> [RECORDS]:
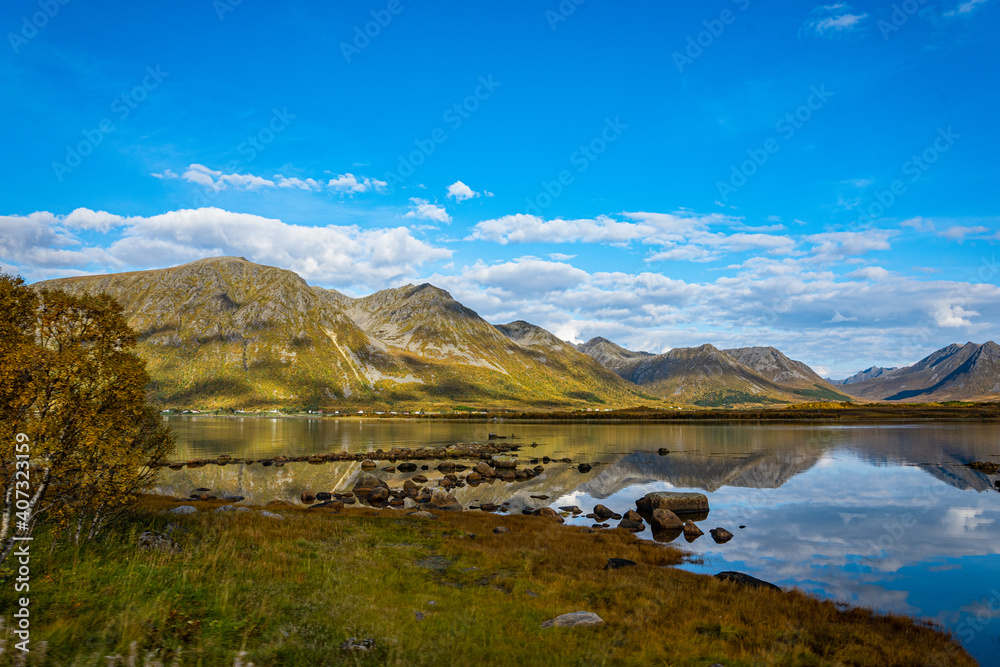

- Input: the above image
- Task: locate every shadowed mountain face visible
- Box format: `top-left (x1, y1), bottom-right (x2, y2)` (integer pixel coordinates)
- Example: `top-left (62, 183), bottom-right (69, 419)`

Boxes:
top-left (32, 257), bottom-right (643, 409)
top-left (837, 342), bottom-right (1000, 402)
top-left (578, 340), bottom-right (850, 406)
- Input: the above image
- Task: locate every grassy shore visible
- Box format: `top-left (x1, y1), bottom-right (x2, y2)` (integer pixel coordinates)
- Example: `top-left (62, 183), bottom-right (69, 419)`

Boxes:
top-left (0, 497), bottom-right (975, 666)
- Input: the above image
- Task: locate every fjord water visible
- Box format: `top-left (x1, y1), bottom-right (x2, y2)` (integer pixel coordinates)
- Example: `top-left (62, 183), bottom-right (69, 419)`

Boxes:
top-left (159, 417), bottom-right (1000, 663)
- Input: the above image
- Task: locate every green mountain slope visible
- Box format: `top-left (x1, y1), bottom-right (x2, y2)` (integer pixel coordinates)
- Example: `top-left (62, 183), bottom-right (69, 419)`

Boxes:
top-left (33, 257), bottom-right (648, 409)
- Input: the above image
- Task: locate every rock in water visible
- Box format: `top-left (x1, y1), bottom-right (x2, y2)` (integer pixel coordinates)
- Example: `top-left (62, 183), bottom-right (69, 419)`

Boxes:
top-left (623, 509), bottom-right (642, 522)
top-left (541, 611), bottom-right (605, 629)
top-left (593, 504), bottom-right (614, 520)
top-left (635, 491), bottom-right (709, 514)
top-left (649, 509), bottom-right (683, 530)
top-left (714, 571), bottom-right (780, 591)
top-left (682, 520), bottom-right (704, 537)
top-left (710, 527), bottom-right (734, 543)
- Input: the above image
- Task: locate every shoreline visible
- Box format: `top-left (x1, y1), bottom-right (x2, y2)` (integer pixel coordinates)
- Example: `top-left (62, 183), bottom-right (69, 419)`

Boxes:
top-left (159, 402), bottom-right (1000, 423)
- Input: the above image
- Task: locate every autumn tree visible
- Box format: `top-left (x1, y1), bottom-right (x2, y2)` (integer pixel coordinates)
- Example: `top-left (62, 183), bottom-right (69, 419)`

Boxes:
top-left (0, 274), bottom-right (173, 562)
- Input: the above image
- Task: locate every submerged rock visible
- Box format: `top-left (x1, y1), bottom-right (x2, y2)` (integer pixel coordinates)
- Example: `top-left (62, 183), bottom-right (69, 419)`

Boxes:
top-left (683, 520), bottom-right (704, 537)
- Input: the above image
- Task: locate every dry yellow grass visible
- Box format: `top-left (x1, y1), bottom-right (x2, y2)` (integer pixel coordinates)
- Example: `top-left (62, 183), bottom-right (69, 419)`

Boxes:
top-left (0, 495), bottom-right (975, 666)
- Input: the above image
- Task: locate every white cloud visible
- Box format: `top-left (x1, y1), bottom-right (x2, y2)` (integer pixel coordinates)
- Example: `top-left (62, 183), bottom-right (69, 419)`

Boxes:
top-left (804, 231), bottom-right (896, 261)
top-left (179, 164), bottom-right (275, 191)
top-left (404, 198), bottom-right (452, 224)
top-left (938, 225), bottom-right (989, 243)
top-left (932, 304), bottom-right (979, 327)
top-left (548, 253), bottom-right (577, 261)
top-left (469, 214), bottom-right (652, 245)
top-left (328, 173), bottom-right (387, 194)
top-left (901, 216), bottom-right (935, 232)
top-left (446, 181), bottom-right (480, 202)
top-left (154, 164), bottom-right (387, 195)
top-left (847, 266), bottom-right (891, 281)
top-left (944, 0), bottom-right (991, 15)
top-left (62, 208), bottom-right (126, 232)
top-left (1, 208), bottom-right (451, 289)
top-left (275, 175), bottom-right (323, 191)
top-left (804, 4), bottom-right (869, 35)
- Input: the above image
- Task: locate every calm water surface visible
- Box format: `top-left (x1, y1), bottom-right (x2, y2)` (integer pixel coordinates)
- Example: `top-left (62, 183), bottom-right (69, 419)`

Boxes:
top-left (159, 416), bottom-right (1000, 664)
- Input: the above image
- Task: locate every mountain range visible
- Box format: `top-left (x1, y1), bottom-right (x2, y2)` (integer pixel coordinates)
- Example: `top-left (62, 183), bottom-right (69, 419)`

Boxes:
top-left (31, 257), bottom-right (1000, 408)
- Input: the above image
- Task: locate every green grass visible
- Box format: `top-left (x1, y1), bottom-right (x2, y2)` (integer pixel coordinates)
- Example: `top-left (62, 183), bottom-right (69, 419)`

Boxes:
top-left (0, 497), bottom-right (975, 666)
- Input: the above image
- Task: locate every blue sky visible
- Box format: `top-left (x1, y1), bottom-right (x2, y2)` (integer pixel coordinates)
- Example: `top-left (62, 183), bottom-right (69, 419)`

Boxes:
top-left (2, 0), bottom-right (999, 376)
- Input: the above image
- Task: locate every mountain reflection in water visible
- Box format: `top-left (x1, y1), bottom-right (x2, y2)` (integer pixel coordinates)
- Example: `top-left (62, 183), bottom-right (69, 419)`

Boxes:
top-left (157, 418), bottom-right (1000, 664)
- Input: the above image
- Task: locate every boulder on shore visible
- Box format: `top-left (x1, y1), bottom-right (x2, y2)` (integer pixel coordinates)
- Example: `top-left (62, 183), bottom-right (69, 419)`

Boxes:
top-left (541, 611), bottom-right (605, 629)
top-left (635, 491), bottom-right (709, 515)
top-left (532, 507), bottom-right (564, 523)
top-left (422, 489), bottom-right (463, 512)
top-left (714, 571), bottom-right (780, 591)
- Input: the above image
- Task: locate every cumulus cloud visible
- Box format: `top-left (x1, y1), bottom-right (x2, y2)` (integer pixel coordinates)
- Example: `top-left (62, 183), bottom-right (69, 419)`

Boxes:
top-left (0, 207), bottom-right (451, 289)
top-left (804, 3), bottom-right (869, 35)
top-left (446, 181), bottom-right (481, 202)
top-left (404, 198), bottom-right (452, 224)
top-left (932, 304), bottom-right (979, 327)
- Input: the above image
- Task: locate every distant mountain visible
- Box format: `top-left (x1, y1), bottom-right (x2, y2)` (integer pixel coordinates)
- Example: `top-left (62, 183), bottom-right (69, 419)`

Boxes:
top-left (578, 339), bottom-right (850, 405)
top-left (837, 342), bottom-right (1000, 402)
top-left (32, 257), bottom-right (644, 409)
top-left (827, 366), bottom-right (900, 386)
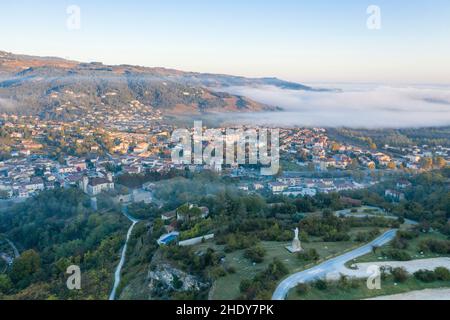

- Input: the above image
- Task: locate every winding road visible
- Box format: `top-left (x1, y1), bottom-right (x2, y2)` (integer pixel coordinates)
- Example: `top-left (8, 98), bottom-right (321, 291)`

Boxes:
top-left (109, 206), bottom-right (140, 301)
top-left (0, 236), bottom-right (20, 266)
top-left (272, 229), bottom-right (398, 300)
top-left (5, 238), bottom-right (20, 258)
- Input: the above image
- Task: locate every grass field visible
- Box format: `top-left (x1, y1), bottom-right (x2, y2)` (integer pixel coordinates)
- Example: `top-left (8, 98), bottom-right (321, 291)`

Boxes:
top-left (288, 276), bottom-right (450, 300)
top-left (284, 229), bottom-right (450, 300)
top-left (199, 238), bottom-right (370, 300)
top-left (350, 230), bottom-right (450, 265)
top-left (336, 206), bottom-right (387, 217)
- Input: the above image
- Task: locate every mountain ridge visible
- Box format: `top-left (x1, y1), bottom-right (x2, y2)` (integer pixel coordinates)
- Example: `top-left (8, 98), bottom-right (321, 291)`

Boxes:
top-left (0, 50), bottom-right (323, 119)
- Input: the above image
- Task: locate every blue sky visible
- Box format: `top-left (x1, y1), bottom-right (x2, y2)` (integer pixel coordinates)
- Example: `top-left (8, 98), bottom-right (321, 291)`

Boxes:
top-left (1, 0), bottom-right (450, 84)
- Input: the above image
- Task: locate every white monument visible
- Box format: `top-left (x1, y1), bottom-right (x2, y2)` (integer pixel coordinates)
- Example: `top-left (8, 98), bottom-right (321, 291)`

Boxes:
top-left (286, 227), bottom-right (303, 253)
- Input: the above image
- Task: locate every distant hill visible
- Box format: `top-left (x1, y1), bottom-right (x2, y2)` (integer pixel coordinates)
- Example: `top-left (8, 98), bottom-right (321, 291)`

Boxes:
top-left (0, 50), bottom-right (323, 118)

> [ACTIVITY]:
Count the lines of the entries above that contain the word "cloud" and give only the number.

> [ANSWER SECTION]:
2